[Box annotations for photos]
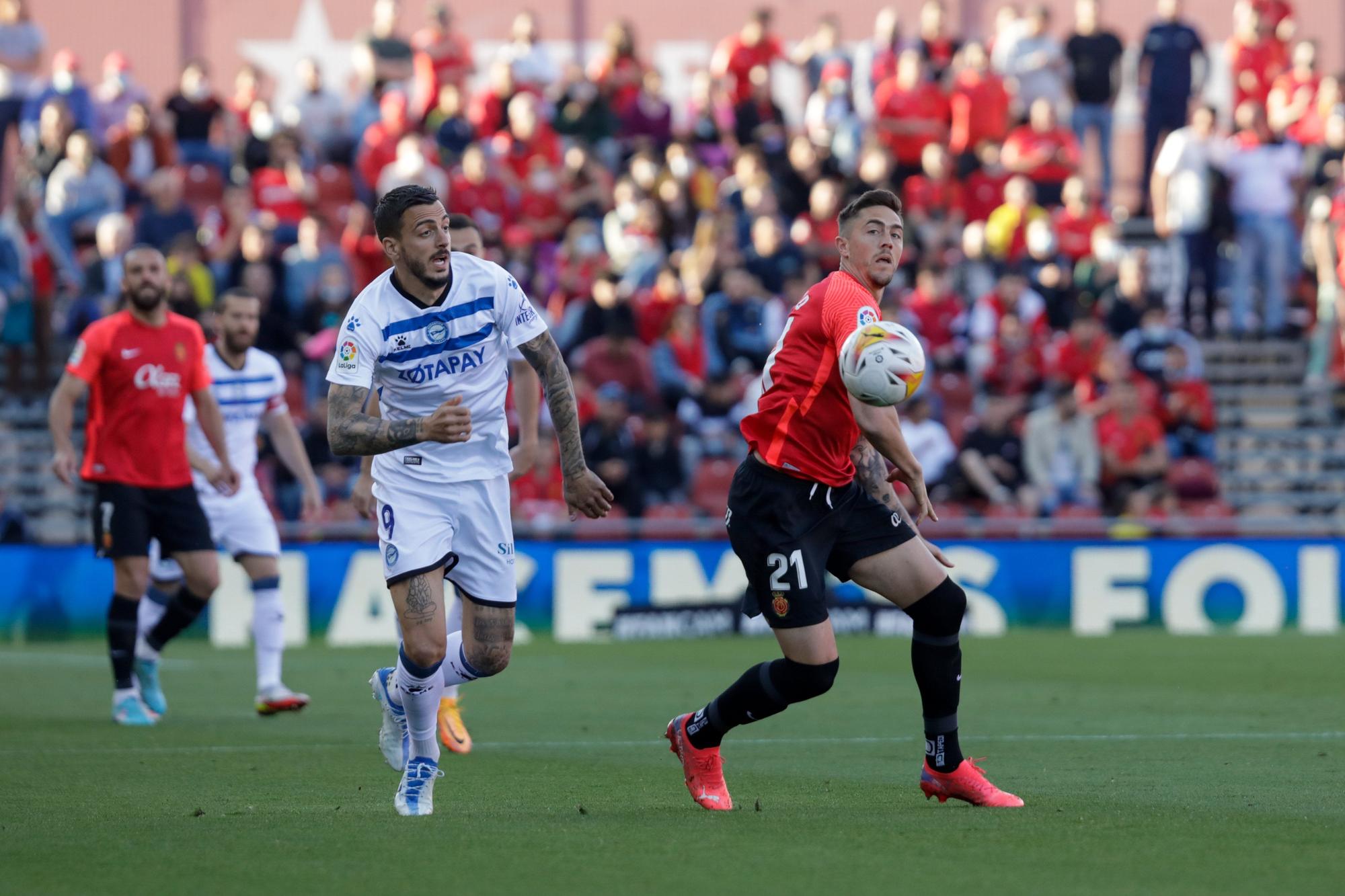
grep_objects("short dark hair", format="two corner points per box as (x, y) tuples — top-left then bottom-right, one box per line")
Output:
(215, 286), (261, 312)
(374, 183), (438, 239)
(448, 211), (482, 233)
(837, 190), (901, 233)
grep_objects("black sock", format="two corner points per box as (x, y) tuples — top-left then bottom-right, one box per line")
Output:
(907, 579), (967, 772)
(145, 585), (206, 650)
(686, 659), (841, 749)
(108, 595), (140, 690)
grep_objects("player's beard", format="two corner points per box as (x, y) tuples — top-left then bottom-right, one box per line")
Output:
(124, 284), (168, 312)
(406, 251), (453, 289)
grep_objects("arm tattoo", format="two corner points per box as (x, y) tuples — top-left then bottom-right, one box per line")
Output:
(402, 567), (434, 626)
(327, 383), (424, 455)
(518, 332), (586, 477)
(850, 436), (916, 529)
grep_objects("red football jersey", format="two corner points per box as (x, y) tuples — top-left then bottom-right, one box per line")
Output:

◆ **Written request**:
Write out every line of the entries above again, requests included, and shift each coordinate in the answers by adding 74 to it. Leave the pictures out.

◆ **Task response**:
grep_objects("short dark hair", format="two corner points per box as (x, y) tuples — top-left then bottom-right, one box per line")
Output:
(289, 360), (335, 386)
(448, 257), (512, 313)
(522, 285), (556, 307)
(911, 264), (975, 307)
grep_objects("black sock", format="two corner points per box as (x, y) tuples — top-left then bottom-right, one box per line")
Output:
(981, 653), (1041, 846)
(219, 659), (280, 724)
(760, 733), (915, 823)
(182, 669), (214, 764)
grep_objects("player's beard", format="two corner points per box as (x, y) tuples — top-left then bottom-right, one box per line")
Output:
(198, 358), (242, 386)
(480, 325), (527, 363)
grep_objects("arm tattoo", format="two corner points per box as (x, y) tuples — top-left then bottom-right, one box per line")
Output:
(476, 641), (508, 700)
(401, 457), (498, 529)
(592, 406), (660, 551)
(924, 510), (990, 603)
grep_objects("red football jersey", format="two corner points per box as (x, y) tuples — top-left then bottom-right, one box per line")
Output:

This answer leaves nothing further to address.